* _STATED PROBLEM_
Can you reproduce word for word the part of the essay on the media below, starting with "When did the" and going on through "forms of media."?

* _EXTRACT TO READ_
-=-=-=-=-

SPHERES OF INFLUENCE

by NICHOLAS LEMANN

How the government helped build America’s media might.

The New Yorker, Issue of 2004-04-12; pp. 82, 83-4.
Posted 2004-04-05

When did the press become the media? It seems to have happened sometime during the last generation—long enough ago, anyway, for us to have forgotten that “media” is plural. But people who use “the media” as a more encompassing term for “the press” (because it includes broadcast journalism, too) may find it hard to get used to the even more encompassing way it’s used by scholars of communications: for them, it takes in just about any channel through which information is transmitted. As you’re reading this, you are probably near a telephone, a television set, a computer hooked up to the Internet, a radio, a pager, a mailbox. Some of those things receive and some can also send; some are meant for person-to-person communication and some for interacting with institutions. They’re all forms of media.

In order to overcome ingrained habits of thought, suppose we remove all ideas about journalism from our minds—don’t worry, we’ll reinstall them later—and then contemplate the media. We immediately start to think about those machines whose wondrous inventors—Samuel F. B. Morse and Alexander Graham Bell and Guglielmo Marconi—we all learned about as schoolchildren. But the technology picture is still too simple, so let’s delete the machines from our minds, too. What’s left? The media start to look like an array of political, economic, and social arrangements, each of which, in a different way, turns people into a public.

-=-=-=-=-

* _LISTED ENTRIES_
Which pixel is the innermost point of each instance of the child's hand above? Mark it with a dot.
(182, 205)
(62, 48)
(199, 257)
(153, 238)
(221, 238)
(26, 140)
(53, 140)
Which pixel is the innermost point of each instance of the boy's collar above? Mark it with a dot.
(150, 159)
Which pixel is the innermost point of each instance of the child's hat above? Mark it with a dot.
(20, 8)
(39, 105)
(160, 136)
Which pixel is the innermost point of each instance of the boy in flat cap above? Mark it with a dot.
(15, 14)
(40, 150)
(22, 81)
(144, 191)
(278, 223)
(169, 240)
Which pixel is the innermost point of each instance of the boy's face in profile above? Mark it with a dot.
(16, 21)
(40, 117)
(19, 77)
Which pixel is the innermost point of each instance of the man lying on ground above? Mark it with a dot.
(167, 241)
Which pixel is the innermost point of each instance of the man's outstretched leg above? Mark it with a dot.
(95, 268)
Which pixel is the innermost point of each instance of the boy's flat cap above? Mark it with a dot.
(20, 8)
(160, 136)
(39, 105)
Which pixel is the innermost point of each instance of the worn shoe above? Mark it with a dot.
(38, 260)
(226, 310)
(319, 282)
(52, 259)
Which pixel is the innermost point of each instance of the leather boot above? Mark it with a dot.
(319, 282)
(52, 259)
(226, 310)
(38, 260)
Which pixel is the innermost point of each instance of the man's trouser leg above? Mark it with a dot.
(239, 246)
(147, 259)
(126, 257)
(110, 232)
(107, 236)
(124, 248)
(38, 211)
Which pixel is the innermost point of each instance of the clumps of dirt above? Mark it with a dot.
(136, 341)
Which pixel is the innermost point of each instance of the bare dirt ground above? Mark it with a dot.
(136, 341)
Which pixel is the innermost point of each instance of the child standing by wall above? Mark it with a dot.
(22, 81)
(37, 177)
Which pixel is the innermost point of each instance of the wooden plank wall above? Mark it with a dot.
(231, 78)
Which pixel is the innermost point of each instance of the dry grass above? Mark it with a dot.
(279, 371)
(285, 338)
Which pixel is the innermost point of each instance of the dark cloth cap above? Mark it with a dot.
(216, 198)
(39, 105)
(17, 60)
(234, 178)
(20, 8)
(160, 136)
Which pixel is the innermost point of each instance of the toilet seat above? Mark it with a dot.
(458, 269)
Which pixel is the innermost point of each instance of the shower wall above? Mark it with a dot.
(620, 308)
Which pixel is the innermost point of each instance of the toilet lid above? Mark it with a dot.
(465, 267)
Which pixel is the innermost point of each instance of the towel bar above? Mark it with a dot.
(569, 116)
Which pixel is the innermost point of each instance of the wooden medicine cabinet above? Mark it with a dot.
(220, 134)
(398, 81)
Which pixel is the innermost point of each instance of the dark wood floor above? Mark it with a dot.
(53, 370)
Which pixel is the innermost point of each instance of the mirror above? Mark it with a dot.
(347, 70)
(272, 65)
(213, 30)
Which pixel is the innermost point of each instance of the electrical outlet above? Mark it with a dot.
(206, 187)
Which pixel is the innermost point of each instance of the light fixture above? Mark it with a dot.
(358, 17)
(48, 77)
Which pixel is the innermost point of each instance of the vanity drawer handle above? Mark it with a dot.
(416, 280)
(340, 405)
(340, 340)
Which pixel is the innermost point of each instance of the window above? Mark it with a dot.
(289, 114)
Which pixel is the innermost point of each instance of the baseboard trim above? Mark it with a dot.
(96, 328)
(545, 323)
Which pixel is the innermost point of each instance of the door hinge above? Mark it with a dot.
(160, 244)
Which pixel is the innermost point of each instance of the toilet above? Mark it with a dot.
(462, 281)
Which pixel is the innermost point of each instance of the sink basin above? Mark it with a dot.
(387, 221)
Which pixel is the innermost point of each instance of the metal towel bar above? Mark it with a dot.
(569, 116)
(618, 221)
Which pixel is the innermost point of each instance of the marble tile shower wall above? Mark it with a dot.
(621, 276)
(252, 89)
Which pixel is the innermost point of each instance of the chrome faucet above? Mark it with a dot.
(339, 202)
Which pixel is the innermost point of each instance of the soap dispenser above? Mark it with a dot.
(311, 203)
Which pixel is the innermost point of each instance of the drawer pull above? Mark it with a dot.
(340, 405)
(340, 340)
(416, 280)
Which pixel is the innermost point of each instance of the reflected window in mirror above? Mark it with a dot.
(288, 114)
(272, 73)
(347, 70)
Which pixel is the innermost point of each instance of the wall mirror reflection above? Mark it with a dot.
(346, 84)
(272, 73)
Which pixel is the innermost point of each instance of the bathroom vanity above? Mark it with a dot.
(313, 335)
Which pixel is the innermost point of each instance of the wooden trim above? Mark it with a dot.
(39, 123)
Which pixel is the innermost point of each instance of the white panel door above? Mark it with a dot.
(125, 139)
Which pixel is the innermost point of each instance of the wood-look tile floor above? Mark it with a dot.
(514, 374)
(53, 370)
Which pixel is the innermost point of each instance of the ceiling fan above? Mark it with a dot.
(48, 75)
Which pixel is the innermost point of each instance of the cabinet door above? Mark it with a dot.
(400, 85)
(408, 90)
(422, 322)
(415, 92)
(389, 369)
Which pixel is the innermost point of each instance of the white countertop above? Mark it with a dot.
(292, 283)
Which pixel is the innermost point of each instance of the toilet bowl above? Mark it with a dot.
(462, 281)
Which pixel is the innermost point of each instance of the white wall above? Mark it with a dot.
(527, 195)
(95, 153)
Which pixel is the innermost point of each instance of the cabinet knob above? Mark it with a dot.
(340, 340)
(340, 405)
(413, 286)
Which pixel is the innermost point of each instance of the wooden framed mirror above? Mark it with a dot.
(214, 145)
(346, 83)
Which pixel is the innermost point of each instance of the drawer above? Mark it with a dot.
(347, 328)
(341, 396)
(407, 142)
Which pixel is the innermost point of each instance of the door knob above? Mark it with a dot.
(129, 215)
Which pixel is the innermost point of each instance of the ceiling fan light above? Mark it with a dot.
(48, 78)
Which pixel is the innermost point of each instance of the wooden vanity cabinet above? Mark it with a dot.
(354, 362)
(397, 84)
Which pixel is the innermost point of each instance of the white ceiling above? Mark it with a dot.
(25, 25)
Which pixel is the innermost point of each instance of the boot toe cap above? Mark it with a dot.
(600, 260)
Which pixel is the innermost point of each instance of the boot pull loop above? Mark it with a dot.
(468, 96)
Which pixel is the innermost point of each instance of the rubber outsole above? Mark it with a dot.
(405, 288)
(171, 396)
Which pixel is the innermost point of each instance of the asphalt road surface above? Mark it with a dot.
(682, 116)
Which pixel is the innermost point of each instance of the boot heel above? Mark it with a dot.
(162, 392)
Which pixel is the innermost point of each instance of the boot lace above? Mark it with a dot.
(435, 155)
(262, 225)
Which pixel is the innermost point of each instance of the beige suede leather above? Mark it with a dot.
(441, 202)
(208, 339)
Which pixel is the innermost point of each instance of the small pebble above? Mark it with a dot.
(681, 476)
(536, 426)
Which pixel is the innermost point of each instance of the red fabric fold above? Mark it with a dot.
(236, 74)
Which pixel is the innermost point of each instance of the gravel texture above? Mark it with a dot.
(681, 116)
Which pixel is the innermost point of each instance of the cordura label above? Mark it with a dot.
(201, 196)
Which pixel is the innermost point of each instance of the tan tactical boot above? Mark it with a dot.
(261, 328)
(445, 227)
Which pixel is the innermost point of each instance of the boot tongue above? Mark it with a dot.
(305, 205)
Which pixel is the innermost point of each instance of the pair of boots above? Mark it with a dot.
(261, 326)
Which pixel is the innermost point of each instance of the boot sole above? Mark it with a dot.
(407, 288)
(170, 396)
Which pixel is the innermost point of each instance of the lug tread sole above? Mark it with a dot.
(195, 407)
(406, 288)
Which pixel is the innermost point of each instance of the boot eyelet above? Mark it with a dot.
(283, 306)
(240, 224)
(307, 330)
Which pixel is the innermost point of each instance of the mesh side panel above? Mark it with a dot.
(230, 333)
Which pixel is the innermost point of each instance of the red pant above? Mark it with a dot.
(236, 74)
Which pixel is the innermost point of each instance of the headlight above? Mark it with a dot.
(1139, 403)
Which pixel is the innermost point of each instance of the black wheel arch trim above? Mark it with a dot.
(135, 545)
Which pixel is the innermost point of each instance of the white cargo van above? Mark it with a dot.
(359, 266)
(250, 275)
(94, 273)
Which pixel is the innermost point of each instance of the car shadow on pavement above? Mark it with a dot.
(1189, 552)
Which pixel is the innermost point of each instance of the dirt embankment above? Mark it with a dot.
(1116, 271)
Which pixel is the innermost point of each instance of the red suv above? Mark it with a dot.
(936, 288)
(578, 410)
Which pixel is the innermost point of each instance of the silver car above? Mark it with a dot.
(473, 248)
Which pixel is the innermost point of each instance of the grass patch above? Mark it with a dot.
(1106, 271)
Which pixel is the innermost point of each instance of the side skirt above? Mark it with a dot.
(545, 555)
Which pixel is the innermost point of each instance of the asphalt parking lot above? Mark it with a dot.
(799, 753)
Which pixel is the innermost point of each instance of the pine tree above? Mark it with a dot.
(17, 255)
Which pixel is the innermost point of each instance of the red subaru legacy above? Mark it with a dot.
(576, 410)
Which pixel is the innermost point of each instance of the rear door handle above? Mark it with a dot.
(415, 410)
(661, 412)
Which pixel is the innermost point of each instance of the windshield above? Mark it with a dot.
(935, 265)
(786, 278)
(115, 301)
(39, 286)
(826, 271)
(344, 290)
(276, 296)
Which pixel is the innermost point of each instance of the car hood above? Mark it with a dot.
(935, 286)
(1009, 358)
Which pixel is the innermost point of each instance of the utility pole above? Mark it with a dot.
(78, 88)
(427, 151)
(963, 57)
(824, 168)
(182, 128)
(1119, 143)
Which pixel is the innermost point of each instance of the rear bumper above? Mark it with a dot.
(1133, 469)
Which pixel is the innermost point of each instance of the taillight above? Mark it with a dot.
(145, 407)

-=-=-=-=-

* _FINISHED ANSWER_
When did the press become the media? It seems to have happened sometime during the last generation—long enough ago, anyway, for us to have forgotten that “media” is plural. But people who use “the media” as a more encompassing term for “the press” (because it includes broadcast journalism, too) may find it hard to get used to the even more encompassing way it’s used by scholars of communications: for them, it takes in just about any channel through which information is transmitted. As you’re reading this, you are probably near a telephone, a television set, a computer hooked up to the Internet, a radio, a pager, a mailbox. Some of those things receive and some can also send; some are meant for person-to-person communication and some for interacting with institutions. They’re all forms of media.